= QUELLENAUSZUG =
★ ★ ★
Sein herausragendes Interesse galt von Anfang an der EU-Osterweiterung. Er begegnete während der Zeit des Systemwandels nach 1990 zahlreichen Vertretern der politischen Elite in den unterschiedlichsten Ländern Europas, auch außerhalb der EG bzw. EU. Bezeichnenderweise waren es nicht die östlichen Gesprächspartner, sondern einige Bürger und auch EU-Beschäftigte aus den seit langem befreundeten und verbündeten westlichen Staaten, die hin und wieder Parallelen zwischen dem geeinten Deutschland und dem NS-Staat zogen oder deutsche Großmachtgelüste witterten (vgl. S. 132f., S. 150).
★ ★ ★
= BEREITGESTELLTE DATEN =
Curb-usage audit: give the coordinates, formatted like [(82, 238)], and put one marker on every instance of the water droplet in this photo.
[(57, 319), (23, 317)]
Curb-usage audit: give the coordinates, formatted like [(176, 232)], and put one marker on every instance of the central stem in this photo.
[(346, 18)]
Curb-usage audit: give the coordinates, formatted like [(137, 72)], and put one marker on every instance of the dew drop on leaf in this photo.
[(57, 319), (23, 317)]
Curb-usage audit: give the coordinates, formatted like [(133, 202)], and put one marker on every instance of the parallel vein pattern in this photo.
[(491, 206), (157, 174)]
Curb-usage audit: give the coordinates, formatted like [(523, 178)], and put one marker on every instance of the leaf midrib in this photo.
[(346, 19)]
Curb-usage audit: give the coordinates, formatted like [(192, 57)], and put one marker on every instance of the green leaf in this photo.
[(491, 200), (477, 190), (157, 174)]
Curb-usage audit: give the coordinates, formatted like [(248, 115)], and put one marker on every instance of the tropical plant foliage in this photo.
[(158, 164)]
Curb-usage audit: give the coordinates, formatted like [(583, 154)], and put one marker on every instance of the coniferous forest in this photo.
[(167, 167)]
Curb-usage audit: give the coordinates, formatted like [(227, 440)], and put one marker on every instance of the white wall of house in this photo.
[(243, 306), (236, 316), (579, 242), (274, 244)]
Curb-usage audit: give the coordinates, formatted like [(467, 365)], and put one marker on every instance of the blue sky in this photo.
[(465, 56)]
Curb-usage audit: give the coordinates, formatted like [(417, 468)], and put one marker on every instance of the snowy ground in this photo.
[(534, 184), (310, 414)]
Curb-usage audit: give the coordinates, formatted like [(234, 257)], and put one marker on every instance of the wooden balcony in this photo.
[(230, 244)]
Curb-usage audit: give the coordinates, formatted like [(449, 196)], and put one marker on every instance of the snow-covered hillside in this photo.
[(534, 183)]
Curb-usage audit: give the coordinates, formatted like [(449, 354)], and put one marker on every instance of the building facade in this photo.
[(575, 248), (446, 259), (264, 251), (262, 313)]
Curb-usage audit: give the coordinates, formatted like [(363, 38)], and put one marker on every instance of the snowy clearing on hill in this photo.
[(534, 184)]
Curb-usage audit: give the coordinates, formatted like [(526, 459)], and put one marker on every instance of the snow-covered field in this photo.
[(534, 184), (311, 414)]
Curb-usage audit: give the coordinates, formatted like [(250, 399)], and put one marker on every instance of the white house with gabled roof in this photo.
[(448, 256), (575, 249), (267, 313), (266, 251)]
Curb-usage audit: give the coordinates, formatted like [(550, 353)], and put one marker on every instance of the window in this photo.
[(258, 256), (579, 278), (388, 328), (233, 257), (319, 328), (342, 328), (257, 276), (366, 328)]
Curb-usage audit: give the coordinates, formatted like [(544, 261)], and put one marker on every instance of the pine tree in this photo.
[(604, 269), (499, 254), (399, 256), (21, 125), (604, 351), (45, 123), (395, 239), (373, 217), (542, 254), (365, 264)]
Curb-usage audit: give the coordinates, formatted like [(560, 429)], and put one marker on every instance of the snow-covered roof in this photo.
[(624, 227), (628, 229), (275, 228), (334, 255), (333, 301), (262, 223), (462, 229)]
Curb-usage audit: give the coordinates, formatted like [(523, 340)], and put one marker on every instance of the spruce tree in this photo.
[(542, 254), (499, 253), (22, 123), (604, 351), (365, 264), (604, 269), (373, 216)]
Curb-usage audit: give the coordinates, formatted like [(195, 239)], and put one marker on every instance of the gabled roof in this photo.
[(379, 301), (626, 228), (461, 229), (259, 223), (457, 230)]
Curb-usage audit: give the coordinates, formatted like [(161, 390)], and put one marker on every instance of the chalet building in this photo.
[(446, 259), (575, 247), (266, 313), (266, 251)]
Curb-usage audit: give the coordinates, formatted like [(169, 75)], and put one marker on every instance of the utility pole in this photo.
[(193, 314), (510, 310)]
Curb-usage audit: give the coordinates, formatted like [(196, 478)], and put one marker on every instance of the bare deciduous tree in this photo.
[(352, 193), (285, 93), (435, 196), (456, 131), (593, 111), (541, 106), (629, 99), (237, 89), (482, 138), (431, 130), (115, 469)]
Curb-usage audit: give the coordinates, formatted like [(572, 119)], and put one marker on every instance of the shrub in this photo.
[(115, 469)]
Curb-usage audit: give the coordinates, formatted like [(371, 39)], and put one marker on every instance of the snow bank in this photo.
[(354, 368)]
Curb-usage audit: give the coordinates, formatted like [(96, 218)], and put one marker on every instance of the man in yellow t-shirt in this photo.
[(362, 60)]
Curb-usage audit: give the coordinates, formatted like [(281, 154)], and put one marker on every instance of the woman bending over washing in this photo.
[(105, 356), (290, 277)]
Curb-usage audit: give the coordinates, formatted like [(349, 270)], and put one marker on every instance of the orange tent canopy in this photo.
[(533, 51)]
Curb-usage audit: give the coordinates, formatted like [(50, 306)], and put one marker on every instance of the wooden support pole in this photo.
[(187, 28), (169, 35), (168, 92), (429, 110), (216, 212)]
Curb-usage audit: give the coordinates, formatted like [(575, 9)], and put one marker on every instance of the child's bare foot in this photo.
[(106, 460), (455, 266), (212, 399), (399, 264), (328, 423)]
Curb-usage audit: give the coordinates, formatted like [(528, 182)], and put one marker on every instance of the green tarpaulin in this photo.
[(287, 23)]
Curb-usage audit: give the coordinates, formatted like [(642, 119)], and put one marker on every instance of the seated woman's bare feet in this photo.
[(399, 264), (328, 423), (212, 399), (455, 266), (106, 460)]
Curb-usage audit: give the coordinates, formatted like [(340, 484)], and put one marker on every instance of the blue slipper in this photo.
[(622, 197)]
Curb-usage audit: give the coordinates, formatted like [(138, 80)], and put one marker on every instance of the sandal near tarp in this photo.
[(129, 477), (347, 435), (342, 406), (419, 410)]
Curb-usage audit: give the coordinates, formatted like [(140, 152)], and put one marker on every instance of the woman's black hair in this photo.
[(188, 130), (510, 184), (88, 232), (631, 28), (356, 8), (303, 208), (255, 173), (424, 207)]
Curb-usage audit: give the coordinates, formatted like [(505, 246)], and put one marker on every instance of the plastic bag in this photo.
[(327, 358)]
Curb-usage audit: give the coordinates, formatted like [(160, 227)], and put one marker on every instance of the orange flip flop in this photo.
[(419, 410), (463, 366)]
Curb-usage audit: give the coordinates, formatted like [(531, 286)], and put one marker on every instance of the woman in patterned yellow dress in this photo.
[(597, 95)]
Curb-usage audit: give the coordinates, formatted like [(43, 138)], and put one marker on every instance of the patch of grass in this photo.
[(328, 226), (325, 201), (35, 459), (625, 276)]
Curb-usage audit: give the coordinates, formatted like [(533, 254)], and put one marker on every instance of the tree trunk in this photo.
★ ★ ★
= GESTELLTE AUFGABEN =
A. Gib den Abschnitt von „Sein herausragendes Interesse“ bis einschließlich „132f., S. 150).“ aus dem Auszug über die EU-Osterweiterung wortgetreu wieder.
B. Setze bitte den Auszug über die EU-Osterweiterung nach seinem letzten Satz fort.
Die Auflistung steht in keinem Zusammenhang mit dem Auszug über die EU-Osterweiterung.

= LÖSUNGEN ZUR ÜBUNG =
A.
Sein herausragendes Interesse galt von Anfang an der EU-Osterweiterung. Er begegnete während der Zeit des Systemwandels nach 1990 zahlreichen Vertretern der politischen Elite in den unterschiedlichsten Ländern Europas, auch außerhalb der EG bzw. EU. Bezeichnenderweise waren es nicht die östlichen Gesprächspartner, sondern einige Bürger und auch EU-Beschäftigte aus den seit langem befreundeten und verbündeten westlichen Staaten, die hin und wieder Parallelen zwischen dem geeinten Deutschland und dem NS-Staat zogen oder deutsche Großmachtgelüste witterten (vgl. S. 132f., S. 150).

B.
Abschließend mahnt der überzeugte Europäer Friedmann: Bezüglich der EU und ihren Mitgliedsstaaten komme es ganz besonders auf die Bewahrung und das Bekenntnis des Eigenen an. „Die Identität eines jeden Mitgliedsstaates darf nicht unterbunden oder an die Wand verdrängt werden. Ganz im Gegenteil: Sie sollte sogar gefördert, jedenfalls aber erhalten werden. Europa darf nicht zu einem Einheitsbrei verkommen, sondern muss eine Gemeinschaft selbstbewusster und selbstständiger Staaten bleiben. Das führt zu schöpferischer Vielfalt und begeistert mit Sicherheit die meisten Bürgerinnen und Bürger. (…) Im übrigen sollte der Integrations- und Expansionsprozess der EU behutsam angegangen werden. Ein altes Sprichwort sagt: Gott schuf die Zeit, von Eile hat er nichts gesagt“ (S. 240f.).
Im Ganzen betrachtet, handelt es sich bei diesem Buch um ein Resümee aus rund vier Jahrzehnten praktischer Politik. Es ist aufschlussreich, selbst für den gut informierten Zeitungsleser bringt es neue Erkenntnisse. Dank seiner Einführung in die Arbeitsweise der Bundestagsabgeordneten ist das Buch als Schullektüre für den Sozialkunde- bzw. Gemeinschaftskundeunterricht zu empfehlen, zumal Klarheit und Verständlichkeit die Lektüre erleichtern. Auch die anderen Informationen über die „Einheit statt Raketen“-Debatte und die europäische Politik ließen sich im Unterricht an der gymnasialen Oberstufe sehr gut verwerten.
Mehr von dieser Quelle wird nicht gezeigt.